WHAT THE TASK ASKS » Copy out the records below, substituting "x and y coordinates" for each occurrence of "pixel coordinates" and keeping everything else the same.

[Records from a data collection]

--------------------------------------------------

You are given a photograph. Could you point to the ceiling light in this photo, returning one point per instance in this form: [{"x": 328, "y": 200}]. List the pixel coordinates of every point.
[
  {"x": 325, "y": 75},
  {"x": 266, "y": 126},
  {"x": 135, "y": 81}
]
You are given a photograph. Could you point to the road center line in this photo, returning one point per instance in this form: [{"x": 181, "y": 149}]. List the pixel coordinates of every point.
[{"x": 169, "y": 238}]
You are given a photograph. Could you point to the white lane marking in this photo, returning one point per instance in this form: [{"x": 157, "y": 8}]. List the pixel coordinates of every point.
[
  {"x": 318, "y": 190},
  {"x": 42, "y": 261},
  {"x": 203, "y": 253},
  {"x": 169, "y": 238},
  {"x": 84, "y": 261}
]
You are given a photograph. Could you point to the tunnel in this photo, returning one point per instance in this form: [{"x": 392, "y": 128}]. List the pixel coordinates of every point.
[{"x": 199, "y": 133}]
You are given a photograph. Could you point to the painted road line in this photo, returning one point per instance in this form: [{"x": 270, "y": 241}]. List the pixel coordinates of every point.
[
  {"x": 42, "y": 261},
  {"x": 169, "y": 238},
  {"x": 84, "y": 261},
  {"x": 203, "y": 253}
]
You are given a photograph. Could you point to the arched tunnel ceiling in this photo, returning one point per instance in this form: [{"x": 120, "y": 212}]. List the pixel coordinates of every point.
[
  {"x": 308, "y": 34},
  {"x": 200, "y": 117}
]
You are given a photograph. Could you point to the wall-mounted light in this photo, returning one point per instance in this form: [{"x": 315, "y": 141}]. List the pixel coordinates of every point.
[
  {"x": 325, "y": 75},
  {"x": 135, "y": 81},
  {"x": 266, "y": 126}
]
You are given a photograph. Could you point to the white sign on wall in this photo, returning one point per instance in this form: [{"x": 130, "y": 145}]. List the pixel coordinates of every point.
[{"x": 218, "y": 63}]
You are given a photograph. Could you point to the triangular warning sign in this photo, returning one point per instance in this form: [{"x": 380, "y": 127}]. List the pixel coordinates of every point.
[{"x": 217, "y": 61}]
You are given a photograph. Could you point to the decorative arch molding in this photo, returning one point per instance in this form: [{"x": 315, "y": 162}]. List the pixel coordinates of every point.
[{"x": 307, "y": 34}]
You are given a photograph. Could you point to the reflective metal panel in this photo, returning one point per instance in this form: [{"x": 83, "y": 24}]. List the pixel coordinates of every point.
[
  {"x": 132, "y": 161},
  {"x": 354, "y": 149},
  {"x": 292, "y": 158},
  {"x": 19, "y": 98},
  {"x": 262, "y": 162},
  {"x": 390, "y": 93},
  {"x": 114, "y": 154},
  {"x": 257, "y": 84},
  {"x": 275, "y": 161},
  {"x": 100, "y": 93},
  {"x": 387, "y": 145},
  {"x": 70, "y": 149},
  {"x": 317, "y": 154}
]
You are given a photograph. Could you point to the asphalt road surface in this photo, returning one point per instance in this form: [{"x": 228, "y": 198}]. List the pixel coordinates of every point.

--------------------------------------------------

COMPLETED EXERCISE »
You are given a photograph. Could you point to the ceiling light in this photo, returning one point per instance in this form: [{"x": 328, "y": 200}]. List the x and y coordinates of every point.
[
  {"x": 325, "y": 75},
  {"x": 266, "y": 126},
  {"x": 135, "y": 81}
]
You are given a photograph. Could you point to the road center line in this photo, returning one point per instance in this form: [{"x": 181, "y": 149}]. List the x and y coordinates of every point.
[{"x": 169, "y": 238}]
You are given a photograph. Could you point to the white lane marking in this photo, returning one point per instance in this form: [{"x": 157, "y": 8}]. List the x and y coordinates of every point.
[
  {"x": 318, "y": 190},
  {"x": 42, "y": 261},
  {"x": 203, "y": 253},
  {"x": 169, "y": 238},
  {"x": 84, "y": 261}
]
You are given a photograph. Could you point to the tunnel in this photo, returning one point per instance in this form: [{"x": 392, "y": 128}]. List the x and y coordinates of every point.
[{"x": 199, "y": 133}]
You are given a photograph. Could you point to the painted road line in this photo, returning one point per instance in this form: [{"x": 270, "y": 241}]. List the x and y coordinates of every point.
[
  {"x": 42, "y": 261},
  {"x": 169, "y": 238},
  {"x": 84, "y": 261},
  {"x": 203, "y": 253}
]
You are given a photograph. Could you point to the arched tunnel ceiling in this photo, returning one point per instance in this form: [{"x": 120, "y": 212}]. List the x and y coordinates of every point.
[
  {"x": 308, "y": 34},
  {"x": 200, "y": 117}
]
You are given a photograph. Could you point to the wall-mounted light in this photo, returning one point per instance in this form: [{"x": 315, "y": 141}]. List the x and y coordinates of every point.
[
  {"x": 325, "y": 75},
  {"x": 135, "y": 81},
  {"x": 266, "y": 126}
]
You are given a photograph. Could you point to the white sign on wall in this photo, returning one point per instance in this form: [{"x": 130, "y": 145}]. List the x and y coordinates of every point.
[{"x": 218, "y": 63}]
You are given a photograph. Could you point to the triangular warning sign in this photo, returning one point per instance in this form: [{"x": 380, "y": 127}]. List the x and y coordinates of every point.
[{"x": 217, "y": 61}]
You are given a photograph. Could you point to the decorative arch molding in this photo, returning one point per instance in this form: [{"x": 315, "y": 162}]. List the x and y coordinates of every point.
[{"x": 307, "y": 34}]
You are given a photograph. Could you point to the reflective metal panel in this photo, returning one point per instance in this form: [{"x": 83, "y": 24}]. List the x and y coordinates of every point.
[
  {"x": 132, "y": 161},
  {"x": 354, "y": 149},
  {"x": 292, "y": 158},
  {"x": 19, "y": 98},
  {"x": 262, "y": 162},
  {"x": 390, "y": 93},
  {"x": 114, "y": 154},
  {"x": 257, "y": 84},
  {"x": 275, "y": 161},
  {"x": 100, "y": 93},
  {"x": 387, "y": 145},
  {"x": 70, "y": 149},
  {"x": 317, "y": 154}
]
You are given a photograph. Could you point to the asphalt road surface in this photo, returning one point per instance in this form: [{"x": 228, "y": 198}]. List the x and y coordinates of every point.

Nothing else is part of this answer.